SHORT EXERCISE :: Swap "photograph" for "image" everywhere in the listing below and write it out again with nothing else changed. Leave the pictures out of your answer.

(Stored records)
———

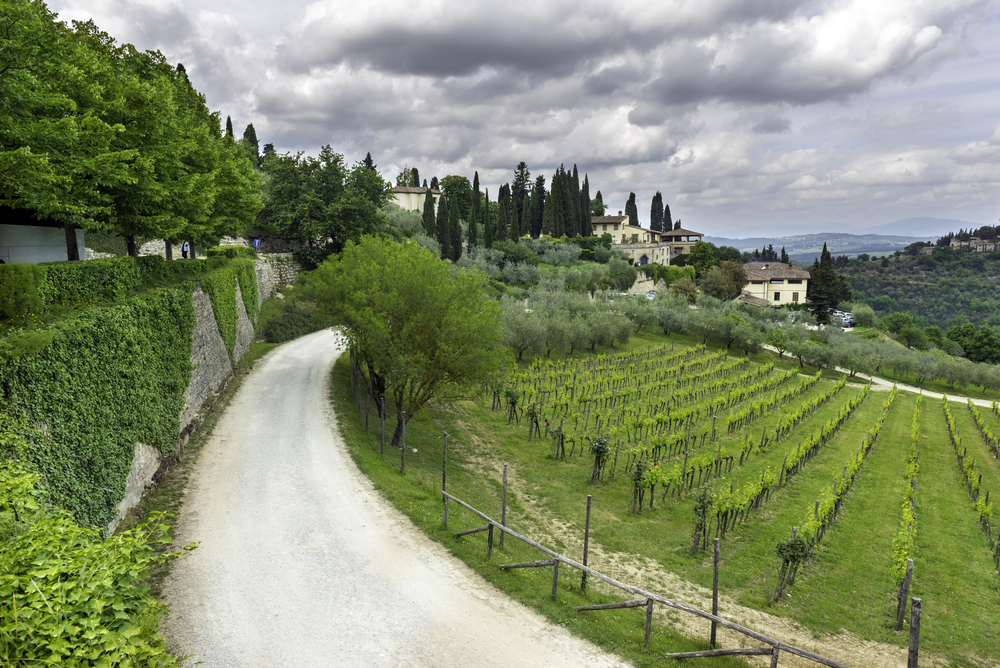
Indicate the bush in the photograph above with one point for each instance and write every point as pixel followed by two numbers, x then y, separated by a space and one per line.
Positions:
pixel 232 252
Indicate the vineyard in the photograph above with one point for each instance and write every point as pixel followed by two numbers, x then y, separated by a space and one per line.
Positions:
pixel 819 490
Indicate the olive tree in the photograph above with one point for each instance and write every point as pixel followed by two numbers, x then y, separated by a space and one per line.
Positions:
pixel 433 335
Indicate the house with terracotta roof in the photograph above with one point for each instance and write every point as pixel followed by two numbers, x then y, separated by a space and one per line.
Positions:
pixel 412 198
pixel 776 283
pixel 643 245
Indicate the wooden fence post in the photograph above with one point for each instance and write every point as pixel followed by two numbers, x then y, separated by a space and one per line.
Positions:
pixel 503 507
pixel 904 593
pixel 402 448
pixel 715 592
pixel 444 478
pixel 911 659
pixel 586 544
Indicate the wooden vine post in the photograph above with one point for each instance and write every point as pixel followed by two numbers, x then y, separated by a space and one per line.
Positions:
pixel 904 593
pixel 715 594
pixel 444 478
pixel 586 544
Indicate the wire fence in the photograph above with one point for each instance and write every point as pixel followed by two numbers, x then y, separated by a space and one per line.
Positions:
pixel 422 450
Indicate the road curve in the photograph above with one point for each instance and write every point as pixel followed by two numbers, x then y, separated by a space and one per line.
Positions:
pixel 302 563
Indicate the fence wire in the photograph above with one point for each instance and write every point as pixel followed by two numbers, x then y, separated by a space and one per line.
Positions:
pixel 421 450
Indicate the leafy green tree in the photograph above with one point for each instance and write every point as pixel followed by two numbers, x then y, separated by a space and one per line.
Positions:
pixel 430 223
pixel 433 336
pixel 702 258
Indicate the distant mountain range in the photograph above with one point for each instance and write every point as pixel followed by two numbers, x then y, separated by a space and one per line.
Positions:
pixel 878 240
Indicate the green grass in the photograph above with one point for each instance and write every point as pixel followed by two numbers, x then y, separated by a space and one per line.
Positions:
pixel 846 586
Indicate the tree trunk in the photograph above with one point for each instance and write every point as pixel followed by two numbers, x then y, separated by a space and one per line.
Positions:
pixel 72 250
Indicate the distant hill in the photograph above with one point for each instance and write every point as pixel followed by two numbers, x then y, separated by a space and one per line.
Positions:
pixel 806 247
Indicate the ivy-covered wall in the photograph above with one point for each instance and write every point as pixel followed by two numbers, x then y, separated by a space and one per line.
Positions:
pixel 102 379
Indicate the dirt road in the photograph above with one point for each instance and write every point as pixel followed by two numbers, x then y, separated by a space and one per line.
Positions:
pixel 301 563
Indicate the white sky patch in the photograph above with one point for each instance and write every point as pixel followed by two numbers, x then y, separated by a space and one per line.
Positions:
pixel 785 115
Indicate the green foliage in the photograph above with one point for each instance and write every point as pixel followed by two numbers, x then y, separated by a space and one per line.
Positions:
pixel 21 290
pixel 69 598
pixel 100 382
pixel 231 252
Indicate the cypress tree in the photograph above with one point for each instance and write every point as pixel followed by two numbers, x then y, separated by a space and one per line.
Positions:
pixel 487 221
pixel 573 224
pixel 537 205
pixel 251 137
pixel 456 232
pixel 656 212
pixel 631 211
pixel 444 231
pixel 474 216
pixel 430 225
pixel 502 232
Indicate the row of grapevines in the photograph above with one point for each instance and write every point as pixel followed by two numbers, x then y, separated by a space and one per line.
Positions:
pixel 828 505
pixel 967 466
pixel 734 506
pixel 902 544
pixel 984 429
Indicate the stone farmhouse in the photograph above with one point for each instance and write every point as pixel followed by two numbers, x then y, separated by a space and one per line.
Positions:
pixel 411 198
pixel 775 283
pixel 642 245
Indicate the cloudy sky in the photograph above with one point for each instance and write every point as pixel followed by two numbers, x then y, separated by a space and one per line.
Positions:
pixel 751 116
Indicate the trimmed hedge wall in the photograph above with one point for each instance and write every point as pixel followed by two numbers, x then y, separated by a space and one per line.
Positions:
pixel 108 378
pixel 97 381
pixel 232 252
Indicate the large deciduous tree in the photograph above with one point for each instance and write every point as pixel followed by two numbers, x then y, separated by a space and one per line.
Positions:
pixel 433 335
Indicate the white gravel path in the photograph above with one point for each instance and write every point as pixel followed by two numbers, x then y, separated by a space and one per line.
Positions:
pixel 302 563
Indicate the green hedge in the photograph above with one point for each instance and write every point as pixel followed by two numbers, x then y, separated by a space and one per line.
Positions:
pixel 108 378
pixel 232 252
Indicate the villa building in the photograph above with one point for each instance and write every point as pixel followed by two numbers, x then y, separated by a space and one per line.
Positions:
pixel 776 283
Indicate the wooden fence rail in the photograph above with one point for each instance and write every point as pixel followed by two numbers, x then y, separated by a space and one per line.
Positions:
pixel 776 645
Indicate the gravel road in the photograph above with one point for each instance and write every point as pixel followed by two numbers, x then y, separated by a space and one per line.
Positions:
pixel 301 563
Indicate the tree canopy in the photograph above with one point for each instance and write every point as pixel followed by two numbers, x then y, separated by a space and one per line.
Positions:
pixel 431 336
pixel 99 135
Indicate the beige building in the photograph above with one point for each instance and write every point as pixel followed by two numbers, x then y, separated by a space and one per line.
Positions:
pixel 412 199
pixel 975 244
pixel 645 246
pixel 776 283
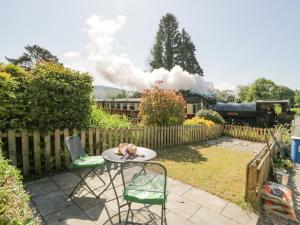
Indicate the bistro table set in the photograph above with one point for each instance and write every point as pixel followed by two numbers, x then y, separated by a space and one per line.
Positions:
pixel 143 181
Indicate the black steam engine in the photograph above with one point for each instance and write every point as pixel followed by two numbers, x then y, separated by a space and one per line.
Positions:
pixel 259 113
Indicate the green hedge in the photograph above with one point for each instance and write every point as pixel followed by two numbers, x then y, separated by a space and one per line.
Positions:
pixel 48 97
pixel 101 118
pixel 14 200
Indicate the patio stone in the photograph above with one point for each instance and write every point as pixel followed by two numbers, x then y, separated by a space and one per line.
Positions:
pixel 209 217
pixel 70 215
pixel 39 188
pixel 52 202
pixel 87 200
pixel 177 187
pixel 235 212
pixel 181 206
pixel 206 199
pixel 173 218
pixel 66 180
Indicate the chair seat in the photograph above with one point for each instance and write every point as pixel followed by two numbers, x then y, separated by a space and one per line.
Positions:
pixel 87 162
pixel 145 189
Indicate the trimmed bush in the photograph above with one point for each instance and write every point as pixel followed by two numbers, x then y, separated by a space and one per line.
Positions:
pixel 15 107
pixel 60 97
pixel 14 209
pixel 198 121
pixel 101 118
pixel 161 107
pixel 210 115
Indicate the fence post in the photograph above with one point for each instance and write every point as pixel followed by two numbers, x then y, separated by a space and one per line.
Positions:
pixel 252 184
pixel 57 149
pixel 25 152
pixel 37 152
pixel 12 147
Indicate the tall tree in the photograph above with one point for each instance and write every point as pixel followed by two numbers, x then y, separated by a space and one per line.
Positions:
pixel 166 47
pixel 187 57
pixel 33 54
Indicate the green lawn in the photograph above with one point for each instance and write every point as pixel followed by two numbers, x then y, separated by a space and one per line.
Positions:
pixel 216 170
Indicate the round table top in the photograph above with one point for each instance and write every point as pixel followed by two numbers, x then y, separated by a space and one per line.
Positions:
pixel 144 154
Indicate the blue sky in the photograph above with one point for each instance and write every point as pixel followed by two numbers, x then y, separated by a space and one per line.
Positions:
pixel 236 40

———

FULL SOLUTION ::
Indicate the bush in the image above with one point for each instance and write every point as pixel followed by two numbers, x then y, separated by a space and one per line.
Positions:
pixel 232 252
Indicate the vineyard in the image above with one point for each instance and write every point as pixel followed by two numbers, x then y, separated by a space and one per line.
Positions:
pixel 819 490
Indicate the olive tree in the image above with one point for each instance and write every point as pixel followed by two numbers, x then y, separated by a space and one per line.
Positions:
pixel 433 335
Indicate the house with terracotta roof in the image above with one point for each instance and write every point as pixel followed by two numbers, x then y, separated by a space and one per line.
Positions:
pixel 412 198
pixel 776 283
pixel 643 245
Indicate the wooden fence post in the image above with one point for each instance and write every point as pixel followed by two numbers, x then y, separated by a space and one per line.
Positions:
pixel 503 507
pixel 904 593
pixel 402 448
pixel 715 592
pixel 444 478
pixel 911 659
pixel 586 544
Indicate the wooden vine post in the image above with one point for each instance and write every point as pixel followed by two numbers, x then y, separated by a space and one per line.
Positions:
pixel 904 593
pixel 715 594
pixel 444 478
pixel 586 544
Indicate the wire fence in the image above with one point for each instance and write every point as pixel followed by two numbers, x then y, separated by a space and one per line.
Positions:
pixel 422 450
Indicate the road curve in the image above with one point for each instance and write every point as pixel followed by two numbers, x then y, separated by a space and one per line.
Positions:
pixel 302 563
Indicate the fence wire in the image above with one point for each instance and write every point as pixel followed by two numbers, x then y, separated by a space and one per line.
Positions:
pixel 421 450
Indicate the leafy green tree in the image above with one point for each instance and write every point as pixel followed by two numbers, x then y, separated by a space and one per line.
Positions:
pixel 430 223
pixel 433 336
pixel 702 258
Indicate the distant mountain range in the image above with one point for each instance and write every point as pixel followed by two numbers, x then y, separated by a space and one per line.
Positions:
pixel 878 240
Indicate the green grass in the image above with one point for each instance and write every point as pixel followed by two numbers, x then y, separated by a space and one per line.
Positions:
pixel 846 586
Indicate the tree trunk in the image above with one point for each instance and write every point as pixel followed by two numbers, x then y, separated by a space and one per line.
Positions:
pixel 72 250
Indicate the distant hill in the image above with one point for each instance and write every point as pixel followed by two numbers, x then y, separated by a space and one per line.
Positions:
pixel 806 247
Indicate the ivy-covered wall in the image above with one point for each instance and write every point as pixel followed by two numbers, x then y, separated by a space and one per line.
Positions:
pixel 102 379
Indicate the dirt road in the image above with one point for each instance and write every point as pixel followed by two numbers, x then y, separated by a space and one per line.
Positions:
pixel 301 563
Indicate the white sky patch in the image above with one point for each instance and write every point as pixel followed by two numbers, x then y, separated by a space and one per line.
Positions:
pixel 785 115
Indicate the green foliage in the image above with one point for each instance and write every point as pixel followed by two numbers, x then y, separated by a space and one per line.
Positions:
pixel 21 290
pixel 69 598
pixel 100 382
pixel 231 252
Indicate the cypress tree in the image above with one point for each instance and write every point as pixel followed by two numbers, x then y, separated by a space and one per line.
Positions:
pixel 487 221
pixel 573 224
pixel 537 205
pixel 251 137
pixel 456 232
pixel 656 212
pixel 631 211
pixel 444 231
pixel 474 216
pixel 430 225
pixel 502 232
Indicate the row of grapevines in the image above with one point for each instance and write every point as pixel followed by two numbers, x then y, separated by a space and one per line.
Positions:
pixel 828 505
pixel 967 466
pixel 734 506
pixel 902 544
pixel 984 429
Indicate the stone farmhouse in the image above with one point for each instance and write every point as pixel followed by two numbers, x then y, separated by a space and one per line.
Positions:
pixel 411 198
pixel 775 283
pixel 642 245
Indicate the cloudy sky in the image above with one point for each instance and write every point as pixel followed by two numbers, x then y, separated by a space and one per line.
Positions:
pixel 751 116
Indicate the trimmed hedge wall in the image above with one point for each instance and write every point as pixel followed by two numbers, x then y, separated by a space and one per line.
Positions:
pixel 108 378
pixel 97 381
pixel 232 252
Indicate the large deciduous tree in the image above with one point for each instance and write every point as pixel followed by two numbers, x then y, separated by a space and one per line.
Positions:
pixel 433 335
Indicate the white gravel path in the image above with one point for each instance and write every point as pixel followed by two numbers, x then y, separated by a space and one per line.
Positions:
pixel 302 563
Indicate the green hedge in the image above with one point for each instance and write every point as pixel followed by two numbers, x then y, separated by a space and one per line.
Positions:
pixel 108 378
pixel 232 252
Indicate the villa building in the image above with one point for each instance and write every point as pixel followed by two numbers, x then y, separated by a space and one per line.
Positions:
pixel 776 283
Indicate the wooden fence rail in the image above with one point for each instance and write every point as pixel followed by two numbers, x then y, separated by a space and one per line.
Positions:
pixel 776 645
Indicate the gravel road in the image above with one point for each instance and write every point as pixel followed by two numbers, x then y, separated by a space and one per line.
Positions:
pixel 301 563
Indicate the tree canopy in the image above with one point for each instance and write every point as pixel followed by two numbers, x then y, separated by a space and one per line.
Positions:
pixel 431 336
pixel 99 135
Indicate the beige building in the image above with one point for each instance and write every point as pixel followed by two numbers, x then y, separated by a space and one per line.
Positions:
pixel 412 199
pixel 975 244
pixel 645 246
pixel 776 283
Indicate the bistro table set in the image above with one point for each instance and write every point as pixel followed by two numbers, x then y, separated by a space and one per line.
Positions:
pixel 143 181
Indicate the black steam engine in the image above with one point for each instance and write every point as pixel followed by two numbers, x then y, separated by a space and one per line.
Positions:
pixel 259 113
Indicate the green hedge in the image above with one point for each instance and write every point as pixel followed by two numbers, x then y, separated by a space and one per line.
Positions:
pixel 48 97
pixel 101 118
pixel 14 200
Indicate the patio stone in the image above with one point for each instance and write every point as pixel followed by two numbers, x then y, separated by a space and one per line.
Positions:
pixel 209 217
pixel 70 215
pixel 39 188
pixel 52 202
pixel 87 200
pixel 177 187
pixel 235 212
pixel 181 206
pixel 206 199
pixel 173 218
pixel 66 180
Indicate the chair seat in the image above with one point for each instance and write every point as pixel followed by two numbers, x then y, separated by a space and one per line.
Positions:
pixel 87 162
pixel 145 189
Indicate the trimmed bush in the image above with one point for each instance and write every point as pixel followed by two numbers, x then y, separated by a space and one per line.
Positions:
pixel 15 107
pixel 60 97
pixel 14 209
pixel 198 121
pixel 101 118
pixel 161 107
pixel 210 115
Indicate the fence post in the image above with one point for each instance and write every point as pixel followed by two numbers, x then y, separated by a space and one per line.
Positions:
pixel 252 184
pixel 57 149
pixel 25 152
pixel 37 152
pixel 12 147
Indicate the tall tree in the image above with one point for each instance and write every point as pixel followed by two numbers, x then y, separated by a space and one per line.
Positions:
pixel 166 47
pixel 187 57
pixel 33 54
Indicate the green lawn in the image above with one point for each instance and write every point as pixel followed by two numbers, x then y, separated by a space and one per line.
Positions:
pixel 216 170
Indicate the round table top in the image above with one point for each instance and write every point as pixel followed by two numbers, x then y, separated by a space and one per line.
Positions:
pixel 144 154
Indicate the blue sky in the image above with one point for each instance and write every point as pixel followed by two numbers, x then y, separated by a space and one per line.
Positions:
pixel 236 40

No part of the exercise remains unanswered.